■ Objetivo a ■
Filtra as entradas abaixo e copia cada linha que contenha a palavra "white", distinguindo maiúsculas de minúsculas.

Também há informação interessante aqui, especialmente para os alfacinhas... :)


Em relação ao meu fondant, quanto à qualidade, achei muito bom. Agora espero sinceramente é que a minha compra tenha de algum modo contribuído para a justeza do comércio internacional. Será?


(Mas afinal isto é um post ou uma tese???)



12 comentários:

ameixa seca disse...

O teu post é uma espécie de dissertação e ainda bem. Pelo menos dá para avisar acerca do comércio justo. É bom conhecer os dois lados da medalha...
Como sempre, nada é perfeito e, muitas vezes, é só conto do vigário. Espero sinceramente que exista mesmo um comércio justo e não falo só nos países sub-desenvolvidos. Na Europa, aqui mesmo, há muito trabalhador que merece muita mais justiça, tanto no pagamento como no tratamento que recebe das entidades patronais.
As fotos dos teus miúdos estão o máximo :)

Carolina Andrade disse...

É, comércio justo é coisa que por aqui não existe, pelo menos ainda. Ainda bem que pessoas do bem se preocupam com isso. Belo fondan Beijos

Anónimo disse...

Bem, a sotôra aplicou-se! Já tinham alguns lamirés sobre o assunto, mas gostei dos pormenores...
Por norma não sou pessimista, mas no que respeita a este assunto, penso que muita água há-de correr até haver a justiça aclamada, isto porque hão-de existir sempre os intermediários oportunistas!
E porque, justiça numa sociedade tão injusta, cheira-me a utopia...
Da minha parte, defendo e aplaudo o conceito! :)

Noémia disse...

Minha querida, muito bem dito e analisado.
Na verdade há sempre bons princípios a nortearem grandes ideias, o pior é que o ser humano é imperfeito e há sempre um " caramelo" qualquer que tem que lixar tudo!
Há tanta coisa que o Norte podia fazer pelo Sul, em tantos aspectos...e tantas coisas que deveriamos reaprender ou relembrar com o Sul!
Estes assuntos deixam-me sempre um travozinho de tristeza e impotência, a vocês não?

Marcia disse...

Acho que é um post-tese ou uma tese em forma de post. Muito bom!
Continue e continuarei lendo suas teses ou posts.

Isabel disse...

Aí está um ótimo tema para uma tese! Gostei muito de ler este teu post, levanta questões muito interessantes. Quer dizer então que as empresas aproveitam-se da boa vontade do consumidor europeu e sobrevalorizam um produto que não é tão bom assim, e quem fica com o lucro acaba por ser o comerciante e não o produtor, como sempre!

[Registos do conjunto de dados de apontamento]
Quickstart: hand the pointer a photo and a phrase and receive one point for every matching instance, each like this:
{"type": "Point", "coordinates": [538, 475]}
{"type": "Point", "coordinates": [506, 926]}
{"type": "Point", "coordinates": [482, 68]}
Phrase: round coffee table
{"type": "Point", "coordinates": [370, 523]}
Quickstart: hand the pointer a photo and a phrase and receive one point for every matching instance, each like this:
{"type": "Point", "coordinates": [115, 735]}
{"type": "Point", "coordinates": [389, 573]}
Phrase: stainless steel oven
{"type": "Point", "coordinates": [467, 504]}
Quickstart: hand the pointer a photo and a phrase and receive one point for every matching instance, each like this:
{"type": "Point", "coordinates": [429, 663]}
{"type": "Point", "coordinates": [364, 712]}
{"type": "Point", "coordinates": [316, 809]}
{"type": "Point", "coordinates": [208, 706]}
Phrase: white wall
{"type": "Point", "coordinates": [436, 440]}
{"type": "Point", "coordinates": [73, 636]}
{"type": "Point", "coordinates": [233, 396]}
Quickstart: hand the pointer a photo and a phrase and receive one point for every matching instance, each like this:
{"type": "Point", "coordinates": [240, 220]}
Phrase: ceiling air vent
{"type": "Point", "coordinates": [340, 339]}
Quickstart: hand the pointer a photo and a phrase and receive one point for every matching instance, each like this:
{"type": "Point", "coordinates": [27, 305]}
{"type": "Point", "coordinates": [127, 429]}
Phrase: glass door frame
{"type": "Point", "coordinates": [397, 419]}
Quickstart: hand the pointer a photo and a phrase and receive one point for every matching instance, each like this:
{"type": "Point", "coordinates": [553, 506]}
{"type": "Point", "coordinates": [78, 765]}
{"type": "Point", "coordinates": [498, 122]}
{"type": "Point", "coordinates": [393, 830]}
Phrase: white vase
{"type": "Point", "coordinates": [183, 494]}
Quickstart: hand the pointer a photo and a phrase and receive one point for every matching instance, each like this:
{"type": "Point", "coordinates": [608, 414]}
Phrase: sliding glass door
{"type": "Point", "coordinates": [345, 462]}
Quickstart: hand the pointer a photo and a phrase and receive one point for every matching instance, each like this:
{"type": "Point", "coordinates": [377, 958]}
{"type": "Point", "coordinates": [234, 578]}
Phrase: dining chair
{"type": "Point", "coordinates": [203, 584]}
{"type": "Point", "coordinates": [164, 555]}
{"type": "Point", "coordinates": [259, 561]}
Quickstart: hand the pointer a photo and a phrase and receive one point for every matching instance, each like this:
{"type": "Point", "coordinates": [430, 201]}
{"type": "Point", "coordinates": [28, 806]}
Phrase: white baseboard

■ Objetivo b ■
Dá o que se segue no texto sobre comércio justo, continuando a partir da última frase apresentada.

■ Resultado da tarefa a ■
Phrase: white wall
Phrase: white vase
Phrase: white baseboard

■ Resultado da tarefa b ■
É muito bom estar informada sobre estes assuntos, para podermos tomar decisões conscientes como consumidores.
Bjs

Ana Luisa Coelho disse...

Oi Claudia

Por aqui ainda não vejo ccomentar sobre comércio justo não!!!
O que se comenta muito é sobre produtos ecologicamente corretos ou orgânicos.
e como vc disse, as vezes tudo tão mais caro, que infelizmente ficamos com o tadicional.
Meu avô materno era agricultor e plantava cebolas..cresci escutando sobre o preço da venda da cebolas, se devia guardá-las mais um pouco, ou vendê-las logo? o drama do melho negócio para o pequenino agricultor.


bjus
ana maria

Ana Maria ( Jeito de Casa ) disse...

oi Claudia
Voltando pra pedir desculpas, pois a conta estava em outro nome e não tinha percebido...

bjus
ana maria

Cláudia Marques disse...

Ana Maria, pensei que o blogger tinha enlouquecido de vez... :)

Mais logo eu volto, agora vou sair a correr, que já estou + que atrasada!

Abóbora Amarelinha disse...

chiiiiii! fui!

Claudia disse...

Claudinha,

Primeiro vou desabafar: as pessoas são tão alienadas da realidade do comércio internacional que me dá vontade de chorar de raiva. Fico feliz com tua postagem. Necessária.

Mas eu combato o Fair trade, é esmola, não faz diferença alguma, não altera em nada a estrutura do comércio internacional de commodities.

Eu defendo a Trade Justice, a reformulação das regras do comércio internacional e, acima de tudo, o fim dos subsidíos agrícolas nos países desenvolvidos.

O tal comércio justo são umas meia dúzia de sacas de cacau, café e algum açúcar compradas sob inspeção de empresa européia e processados por empresas alimentícias européias. O tal comércio justo não é tão justo assim. Afinal é justo para quem? De acordo com quem?

A situação é difícil, desesperante eu diria.

Claudia

ANA COSTA E EDITE ISABEL disse...

Boa Tarde.
Antes de mais parabéns pelo empenho nesta nobre causa.
quero perguntar como é possivel importar materias,estatuas,roupas de paises africanos com vista a revender em fu´tura loja.está a ser muito complicado encontar forma de o conseguir portanto agradeço a ajuda possivel.se puder responda para o mail
ananuno13@hotmail.com.Muito obrigado e mais uma vez parabéns :)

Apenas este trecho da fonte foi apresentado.